======== 节选原文 ========

上一节分析了Job由JobClient提交到JobTracker的流程,利用RPC机制,JobTracker接收到Job ID和Job所在HDFS的目录,够早了JobInProgress对象,丢入队列,另一个线程从队列中取出JobInProgress对象,并丢入线程池中执行,执行JobInProgress的initJob方法,我们逐步分析。

  public void initJob(JobInProgress job) {
if (null == job) {
LOG.info("Init on null job is not valid");
return;
} try {
JobStatus prevStatus = (JobStatus)job.getStatus().clone();
LOG.info("Initializing " + job.getJobID());
job.initTasks();
// Inform the listeners if the job state has changed
// Note : that the job will be in PREP state.

========

- **练习任务**:
1. 请抄录节选原文中从“public void initJob(JobInProgress”起、至“in PREP state.”止的部分。
2. 在节选原文的initJob方法中,传入的job为null时,日志会记录什么信息?

======== 数据展示 ========

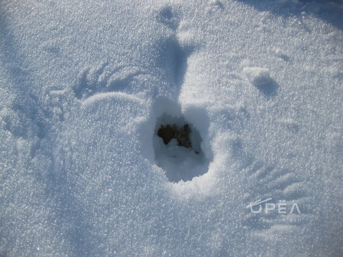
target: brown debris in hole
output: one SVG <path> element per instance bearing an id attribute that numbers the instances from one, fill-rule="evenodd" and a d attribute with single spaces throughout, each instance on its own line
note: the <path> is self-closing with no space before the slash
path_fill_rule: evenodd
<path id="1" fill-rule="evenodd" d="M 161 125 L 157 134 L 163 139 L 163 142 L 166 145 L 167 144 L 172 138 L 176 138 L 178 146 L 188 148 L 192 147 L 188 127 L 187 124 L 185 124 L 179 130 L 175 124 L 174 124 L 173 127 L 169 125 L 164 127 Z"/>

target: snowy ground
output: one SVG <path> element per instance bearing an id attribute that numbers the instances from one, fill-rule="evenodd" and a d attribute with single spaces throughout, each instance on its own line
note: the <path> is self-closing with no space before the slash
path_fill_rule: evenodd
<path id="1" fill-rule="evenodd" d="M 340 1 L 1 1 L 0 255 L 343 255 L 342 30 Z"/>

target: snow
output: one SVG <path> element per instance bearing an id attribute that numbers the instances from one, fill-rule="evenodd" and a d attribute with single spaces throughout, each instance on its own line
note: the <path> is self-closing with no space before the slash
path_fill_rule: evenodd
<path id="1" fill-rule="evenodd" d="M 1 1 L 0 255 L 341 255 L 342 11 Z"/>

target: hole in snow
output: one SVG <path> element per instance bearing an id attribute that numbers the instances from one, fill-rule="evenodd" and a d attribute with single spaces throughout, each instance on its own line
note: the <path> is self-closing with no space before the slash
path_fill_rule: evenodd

========

- **参考答案**:
1.
public void initJob(JobInProgress job) {
if (null == job) {
LOG.info("Init on null job is not valid");
return;
} try {
JobStatus prevStatus = (JobStatus)job.getStatus().clone();
LOG.info("Initializing " + job.getJobID());
job.initTasks();
// Inform the listeners if the job state has changed
// Note : that the job will be in PREP state.

2. "Init on null job is not valid"